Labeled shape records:
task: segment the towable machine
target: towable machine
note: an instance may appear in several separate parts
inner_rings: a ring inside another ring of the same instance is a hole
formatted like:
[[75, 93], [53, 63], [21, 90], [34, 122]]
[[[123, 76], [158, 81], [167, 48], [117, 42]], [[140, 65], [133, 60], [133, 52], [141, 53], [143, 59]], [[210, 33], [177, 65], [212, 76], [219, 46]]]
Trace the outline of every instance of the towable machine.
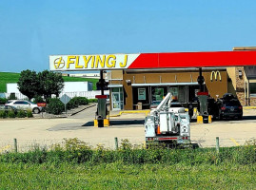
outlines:
[[145, 120], [146, 143], [190, 143], [190, 123], [184, 107], [171, 107], [171, 93]]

### [Brief]
Exclude every picture and copy the remaining data exactly.

### [Answer for this exercise]
task: segment the towable machine
target: towable machine
note: an instance may appear in several separate parts
inner_rings: a ring inside another ring of the same instance is a hole
formatted like:
[[75, 93], [53, 63], [21, 90], [34, 122]]
[[[123, 76], [158, 81], [167, 48], [117, 42]], [[140, 65], [133, 60], [133, 52], [141, 53], [143, 59]], [[210, 33], [177, 65], [212, 76], [219, 46]]]
Trace the outline of every instance of the towable machine.
outlines:
[[145, 120], [146, 143], [190, 143], [190, 123], [184, 107], [171, 107], [171, 93]]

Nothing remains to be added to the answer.